● **Trecho fornecido**:
•••••

Canal Jornal da Bioenergia, em 05/12/2012
Evandro Bittencourt
Engenheiro mecânico de produção formado pela Escola Politécnica da USP, José Luiz Olivério é vice-presidente de Tecnologia e Desenvolvimento da Dedini S/A Indústrias de Base. Representa a indústria de equipamentos na Câmara Setorial do Biodiesel e, de 2004 a 2007, atuou na mesma função na Câmara do Açúcar e do Álcool, ambas do Ministério da Agricultura.
É membro do Conselho de Tecnologia e do Conselho Superior do Agronegócio (ambos da Fiesp), do Conselho de Orientação do Instituto de Pesquisas Tecnológicas (IPT), do Conselho Consultivo Internacional da Fundação Dom Cabral (FDC), membro do Comitê Técnico de Bens de Capital do Centro Nacional das Indústrias do Setor Sucroalcooleiro e Energético (Ceise Br) e membro do Comitê Técnico-Científico do Laboratório Nacional de Ciência e Tecnologia do Bioetanol (CTBE).
Foi professor, chefe de departamento, membro do Conselho Departamental e da Congregação da Fundação Educacional Inaciana (FEI) e professor do Curso de Extensão Universitária na Mauá.
O senhor acredita que o País possa realmente passar por um apagão de combustíveis em até dois anos caso o governo não adote medidas consistentes de apoio ao setor sucroenergético?
É muito difícil falar com certeza, mas há indício de que isso realmente pode ocorrer porque o abastecimento de combustíveis estava indo numa certa direção. E o que se imaginava é que dos combustíveis que abastecem os veículos de ciclo Oto o etanol continuaria sendo o principal e isso foi o que aconteceu até 2010. Mas devido a uma série de fatores, principalmente as consequências da crise financeira de 2008, e a falta de investimentos em aumento de capacidade, houve uma redução na produção de etanol decorrente da redução da produção de cana quando a demanda era crescente. E isso foi reconhecido muito tardiamente, muito em cima da ocorrência do fato de não haver etanol suficiente, o que levou a uma série de medidas de urgência que, infelizmente, estão permanecendo até hoje, porque a Petrobras se viu com o problema de garantir o abastecimento nacional. E a empresa estava contando que os veículos de ciclo Oto seriam abastecidos com etanol. Ela estava exportando gasolina e se concentrando no refino de diesel. Com a falta do etanol o que aconteceu foi que, de uma hora para outra, foi necessário mudar essa tendência. Houve uma demanda imprevista de gasolina, a Petrobras teve que deixar de exportar a gasolina como ela fazia e teve que passar a importar.
E o sistema de distribução não estava preparado para isso.

•••••

● **Dados fornecidos**:
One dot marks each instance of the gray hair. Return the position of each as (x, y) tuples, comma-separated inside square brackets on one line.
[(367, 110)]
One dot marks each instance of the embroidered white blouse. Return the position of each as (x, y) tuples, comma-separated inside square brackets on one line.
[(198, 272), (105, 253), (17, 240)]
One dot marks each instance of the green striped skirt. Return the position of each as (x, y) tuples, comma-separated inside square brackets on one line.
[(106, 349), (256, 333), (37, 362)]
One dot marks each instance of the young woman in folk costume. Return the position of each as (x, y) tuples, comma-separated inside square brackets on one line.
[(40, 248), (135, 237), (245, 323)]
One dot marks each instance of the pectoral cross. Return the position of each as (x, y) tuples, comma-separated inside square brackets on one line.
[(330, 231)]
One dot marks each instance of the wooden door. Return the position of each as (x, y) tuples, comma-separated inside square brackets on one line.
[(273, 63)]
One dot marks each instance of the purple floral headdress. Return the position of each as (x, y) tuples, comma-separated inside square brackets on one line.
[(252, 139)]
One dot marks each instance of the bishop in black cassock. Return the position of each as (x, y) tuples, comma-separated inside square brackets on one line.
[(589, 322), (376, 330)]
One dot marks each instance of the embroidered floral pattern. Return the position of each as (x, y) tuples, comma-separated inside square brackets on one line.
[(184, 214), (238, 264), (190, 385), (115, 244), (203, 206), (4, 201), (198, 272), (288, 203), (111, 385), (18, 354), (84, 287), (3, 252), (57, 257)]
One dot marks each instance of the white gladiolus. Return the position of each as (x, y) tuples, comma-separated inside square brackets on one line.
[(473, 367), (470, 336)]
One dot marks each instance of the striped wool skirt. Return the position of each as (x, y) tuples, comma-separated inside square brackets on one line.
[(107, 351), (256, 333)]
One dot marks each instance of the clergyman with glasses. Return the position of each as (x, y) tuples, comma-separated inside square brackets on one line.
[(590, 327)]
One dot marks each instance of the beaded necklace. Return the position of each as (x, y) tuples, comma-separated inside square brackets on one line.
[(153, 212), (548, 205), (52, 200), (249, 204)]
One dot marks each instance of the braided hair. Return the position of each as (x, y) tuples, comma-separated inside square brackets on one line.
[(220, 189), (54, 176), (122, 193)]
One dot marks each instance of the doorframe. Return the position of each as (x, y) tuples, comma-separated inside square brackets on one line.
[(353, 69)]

•••••

Liste todos os conselhos e comitês de que José Luiz Olivério é membro, segundo a frase do trecho fornecido que começa com "É membro do Conselho de Tecnologia".

- Conselho de Tecnologia (Fiesp)
- Conselho Superior do Agronegócio (Fiesp)
- Conselho de Orientação do Instituto de Pesquisas Tecnológicas (IPT)
- Conselho Consultivo Internacional da Fundação Dom Cabral (FDC)
- Comitê Técnico de Bens de Capital do Centro Nacional das Indústrias do Setor Sucroalcooleiro e Energético (Ceise Br)
- Comitê Técnico-Científico do Laboratório Nacional de Ciência e Tecnologia do Bioetanol (CTBE)